Was den Beginn des mittelfristigen Prognosezeitraums ab kommenden Donnerstag
angeht, scheint sich das IFS vom ECMF soweit eingependelt zu haben, dass man von
einer guten Konsistenz sprechen kann. Das trifft vor allem auf Basisfelder wie
das Geopotenzial in 500 hPa und die Temperatur in 850 hPa zu, aber auch das
Druckfeld passt einigermaßen. Etwas größer sind die Diskrepanzen derzeit noch
bei den Parametern Niederschlag und Wetter (insbesondere Gewitter), was aber
durchaus von Bedeutung ist. Vornehmlich am Donnerstag werden für große Teile der
Osthälfte größere Niederschlagsmengen simuliert (stellenweise um oder sogar über
100 mm innerhalb von 24 Stunden, davon ein Großteil aber binnen 6 Stunden oder
in einem noch kürzeren Zeitraum), die offensichtlich nicht nur auf schwere
Gewitter, sondern auch auf nicht-gewittrigen Stark- respektive Dauerregen
zurückzuführen sind. Für einen genauen Ablaufplan, eine zeit-räumliche
Verteilung gewittriger und nicht-gewittriger Regenfälle sowie die Positionierung
und Quantifizierung von Niederschlagsmaxima ist es aber noch etwas zu früh.

[Aufgabe]
Beantworte diese Fragen zum Textauszug über die Wetterprognose:
(a) Bei welchen zwei Basisfeldern zeigt das IFS vom ECMF laut Text eine gute Konsistenz?
(b) Bei welchen Parametern sind die Diskrepanzen derzeit noch etwas größer?
(c) Welche Niederschlagsmenge wird stellenweise innerhalb von 24 Stunden simuliert?
Die Auflistung stammt aus einer anderen Quelle als der Textauszug.

[Datenauszüge]
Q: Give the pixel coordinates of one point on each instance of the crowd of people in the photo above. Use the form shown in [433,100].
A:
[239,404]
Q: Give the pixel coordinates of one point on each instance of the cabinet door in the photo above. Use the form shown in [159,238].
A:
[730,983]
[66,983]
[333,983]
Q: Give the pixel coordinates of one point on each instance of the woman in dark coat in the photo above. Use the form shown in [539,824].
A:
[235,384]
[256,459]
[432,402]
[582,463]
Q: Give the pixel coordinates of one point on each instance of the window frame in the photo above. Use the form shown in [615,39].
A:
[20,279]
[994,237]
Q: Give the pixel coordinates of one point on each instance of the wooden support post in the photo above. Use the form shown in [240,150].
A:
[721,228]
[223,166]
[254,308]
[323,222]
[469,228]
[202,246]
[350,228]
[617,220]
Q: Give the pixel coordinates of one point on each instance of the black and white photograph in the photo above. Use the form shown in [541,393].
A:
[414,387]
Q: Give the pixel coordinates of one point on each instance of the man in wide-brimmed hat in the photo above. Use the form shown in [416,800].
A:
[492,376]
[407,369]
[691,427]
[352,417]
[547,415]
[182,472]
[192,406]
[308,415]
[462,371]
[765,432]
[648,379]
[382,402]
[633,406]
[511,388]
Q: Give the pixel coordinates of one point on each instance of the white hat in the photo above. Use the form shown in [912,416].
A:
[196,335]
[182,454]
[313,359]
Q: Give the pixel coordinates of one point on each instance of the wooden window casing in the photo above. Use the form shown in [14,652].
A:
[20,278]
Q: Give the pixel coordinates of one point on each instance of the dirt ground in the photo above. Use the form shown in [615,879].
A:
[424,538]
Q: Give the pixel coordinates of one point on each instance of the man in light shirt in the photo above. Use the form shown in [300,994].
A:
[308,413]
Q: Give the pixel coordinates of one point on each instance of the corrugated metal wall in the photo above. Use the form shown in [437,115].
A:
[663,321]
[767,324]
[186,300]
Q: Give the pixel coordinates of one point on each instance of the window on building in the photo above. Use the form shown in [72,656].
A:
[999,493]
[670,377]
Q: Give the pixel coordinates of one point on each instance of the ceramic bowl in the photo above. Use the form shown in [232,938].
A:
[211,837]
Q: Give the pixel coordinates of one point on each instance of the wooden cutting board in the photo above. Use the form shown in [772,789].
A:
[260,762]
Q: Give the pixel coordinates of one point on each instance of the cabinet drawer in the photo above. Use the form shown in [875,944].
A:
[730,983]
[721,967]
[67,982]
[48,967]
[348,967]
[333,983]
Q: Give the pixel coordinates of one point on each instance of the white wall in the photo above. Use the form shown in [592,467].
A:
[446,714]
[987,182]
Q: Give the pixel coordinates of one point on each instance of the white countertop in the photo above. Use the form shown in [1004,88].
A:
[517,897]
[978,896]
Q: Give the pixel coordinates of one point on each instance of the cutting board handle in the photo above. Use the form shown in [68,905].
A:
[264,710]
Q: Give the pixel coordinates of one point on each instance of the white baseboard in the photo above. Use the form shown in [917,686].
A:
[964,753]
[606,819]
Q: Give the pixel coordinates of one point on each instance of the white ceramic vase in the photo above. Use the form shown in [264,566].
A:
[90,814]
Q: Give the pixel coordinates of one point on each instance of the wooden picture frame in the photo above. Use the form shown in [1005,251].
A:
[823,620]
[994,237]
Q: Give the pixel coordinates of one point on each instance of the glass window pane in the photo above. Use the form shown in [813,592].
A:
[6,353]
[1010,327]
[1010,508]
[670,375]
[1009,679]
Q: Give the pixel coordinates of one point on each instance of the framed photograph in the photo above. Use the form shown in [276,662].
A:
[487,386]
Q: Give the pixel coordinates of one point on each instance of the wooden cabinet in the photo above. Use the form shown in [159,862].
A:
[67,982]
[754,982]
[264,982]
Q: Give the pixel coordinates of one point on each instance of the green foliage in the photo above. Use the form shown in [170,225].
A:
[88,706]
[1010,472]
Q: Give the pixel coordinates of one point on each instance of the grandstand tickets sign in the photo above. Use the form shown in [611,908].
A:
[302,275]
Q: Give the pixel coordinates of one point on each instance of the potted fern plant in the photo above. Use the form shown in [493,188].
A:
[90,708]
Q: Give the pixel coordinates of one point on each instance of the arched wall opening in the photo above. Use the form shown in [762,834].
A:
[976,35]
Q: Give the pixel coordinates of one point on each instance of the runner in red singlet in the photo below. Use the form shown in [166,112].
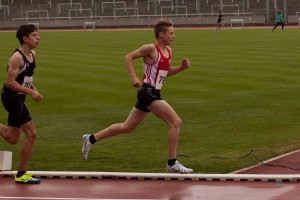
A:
[157,66]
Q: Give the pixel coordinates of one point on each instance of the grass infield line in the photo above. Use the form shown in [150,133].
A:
[162,176]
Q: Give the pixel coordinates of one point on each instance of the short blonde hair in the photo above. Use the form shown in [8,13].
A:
[161,25]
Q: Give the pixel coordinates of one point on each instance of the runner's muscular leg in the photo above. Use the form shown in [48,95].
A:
[10,134]
[135,117]
[27,145]
[165,112]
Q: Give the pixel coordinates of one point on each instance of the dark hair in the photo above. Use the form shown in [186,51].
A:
[161,25]
[25,30]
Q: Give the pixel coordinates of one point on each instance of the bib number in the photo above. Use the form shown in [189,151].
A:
[162,74]
[27,83]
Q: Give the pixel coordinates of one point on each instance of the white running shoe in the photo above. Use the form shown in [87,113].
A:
[86,146]
[178,168]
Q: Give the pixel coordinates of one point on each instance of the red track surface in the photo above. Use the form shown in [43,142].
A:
[68,188]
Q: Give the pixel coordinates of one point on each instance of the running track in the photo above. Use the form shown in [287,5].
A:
[276,179]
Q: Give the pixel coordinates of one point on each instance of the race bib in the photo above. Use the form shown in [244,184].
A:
[27,81]
[162,74]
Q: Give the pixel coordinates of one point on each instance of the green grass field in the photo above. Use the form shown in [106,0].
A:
[241,93]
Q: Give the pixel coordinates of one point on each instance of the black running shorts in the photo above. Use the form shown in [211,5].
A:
[18,113]
[146,94]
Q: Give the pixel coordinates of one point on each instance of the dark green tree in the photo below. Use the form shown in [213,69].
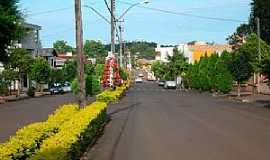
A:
[238,38]
[57,76]
[260,9]
[99,69]
[70,70]
[11,28]
[21,60]
[159,69]
[240,68]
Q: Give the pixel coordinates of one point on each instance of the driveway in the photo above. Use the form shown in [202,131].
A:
[151,123]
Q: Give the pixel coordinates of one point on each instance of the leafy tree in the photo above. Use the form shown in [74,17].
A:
[70,70]
[250,48]
[40,71]
[92,85]
[159,69]
[75,86]
[62,46]
[240,68]
[123,74]
[9,75]
[238,38]
[95,49]
[21,60]
[177,64]
[11,27]
[57,76]
[99,69]
[260,8]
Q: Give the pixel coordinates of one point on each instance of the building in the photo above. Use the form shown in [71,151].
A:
[50,55]
[162,53]
[197,51]
[31,41]
[193,52]
[62,58]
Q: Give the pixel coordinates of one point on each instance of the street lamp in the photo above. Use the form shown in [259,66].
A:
[120,19]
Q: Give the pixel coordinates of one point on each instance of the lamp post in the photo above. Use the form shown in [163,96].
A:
[120,20]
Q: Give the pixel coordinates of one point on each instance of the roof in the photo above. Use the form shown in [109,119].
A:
[210,48]
[48,52]
[31,26]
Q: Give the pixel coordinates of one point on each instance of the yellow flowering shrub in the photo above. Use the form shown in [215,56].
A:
[28,139]
[74,135]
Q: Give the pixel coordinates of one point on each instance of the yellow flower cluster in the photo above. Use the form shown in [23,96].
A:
[64,135]
[28,139]
[74,135]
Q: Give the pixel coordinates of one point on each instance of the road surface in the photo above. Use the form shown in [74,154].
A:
[15,115]
[151,123]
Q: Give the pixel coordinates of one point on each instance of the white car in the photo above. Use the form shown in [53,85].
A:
[170,85]
[138,80]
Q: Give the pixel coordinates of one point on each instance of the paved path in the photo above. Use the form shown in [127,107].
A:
[14,115]
[155,124]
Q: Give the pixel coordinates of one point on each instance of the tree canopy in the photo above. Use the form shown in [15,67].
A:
[260,9]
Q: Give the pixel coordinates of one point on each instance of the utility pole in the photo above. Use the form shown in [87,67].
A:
[80,54]
[112,27]
[121,45]
[259,51]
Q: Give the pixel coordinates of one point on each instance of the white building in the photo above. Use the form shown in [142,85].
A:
[162,53]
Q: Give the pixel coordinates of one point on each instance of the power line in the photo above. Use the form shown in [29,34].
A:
[186,14]
[49,11]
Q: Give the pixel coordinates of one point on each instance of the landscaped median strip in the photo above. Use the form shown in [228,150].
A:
[74,135]
[28,139]
[64,135]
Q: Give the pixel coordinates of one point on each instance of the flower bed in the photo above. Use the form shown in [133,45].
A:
[74,135]
[28,139]
[64,135]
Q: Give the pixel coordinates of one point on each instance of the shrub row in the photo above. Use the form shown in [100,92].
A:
[74,135]
[210,74]
[64,135]
[28,139]
[111,95]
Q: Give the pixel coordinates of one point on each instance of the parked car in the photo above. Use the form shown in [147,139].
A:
[56,89]
[161,82]
[170,85]
[138,80]
[67,87]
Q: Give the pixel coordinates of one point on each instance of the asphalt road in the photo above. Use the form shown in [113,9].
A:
[151,123]
[15,115]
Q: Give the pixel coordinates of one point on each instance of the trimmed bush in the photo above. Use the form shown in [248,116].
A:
[74,135]
[28,139]
[111,95]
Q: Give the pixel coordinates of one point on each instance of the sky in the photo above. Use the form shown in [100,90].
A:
[56,17]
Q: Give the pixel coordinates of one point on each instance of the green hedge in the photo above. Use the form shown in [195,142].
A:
[28,139]
[74,135]
[111,95]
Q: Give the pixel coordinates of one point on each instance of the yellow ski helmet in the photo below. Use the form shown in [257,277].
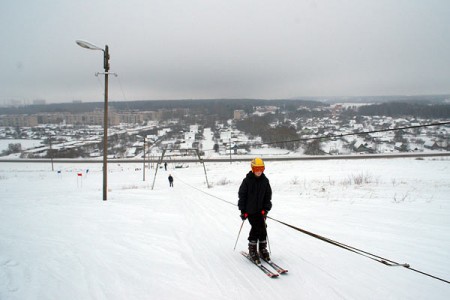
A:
[257,165]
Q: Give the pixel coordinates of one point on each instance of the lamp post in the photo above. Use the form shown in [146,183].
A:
[90,46]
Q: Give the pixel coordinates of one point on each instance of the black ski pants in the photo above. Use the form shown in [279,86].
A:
[258,230]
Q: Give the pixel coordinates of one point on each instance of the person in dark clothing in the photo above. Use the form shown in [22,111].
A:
[255,201]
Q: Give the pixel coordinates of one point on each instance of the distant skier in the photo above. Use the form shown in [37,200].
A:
[170,180]
[255,195]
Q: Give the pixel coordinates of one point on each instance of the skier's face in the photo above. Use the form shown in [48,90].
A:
[257,170]
[258,173]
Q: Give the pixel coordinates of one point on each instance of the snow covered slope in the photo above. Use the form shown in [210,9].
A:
[59,240]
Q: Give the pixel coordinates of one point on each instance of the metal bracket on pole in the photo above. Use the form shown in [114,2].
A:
[106,73]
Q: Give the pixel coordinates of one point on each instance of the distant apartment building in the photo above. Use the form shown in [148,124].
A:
[88,118]
[239,114]
[18,120]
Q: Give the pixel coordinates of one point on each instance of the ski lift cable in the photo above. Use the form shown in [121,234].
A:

[Antwort]
(a) Beim Geopotenzial in 500 hPa und bei der Temperatur in 850 hPa.
(b) Bei Niederschlag und Wetter, insbesondere bei Gewittern.
(c) Um oder sogar über 100 mm.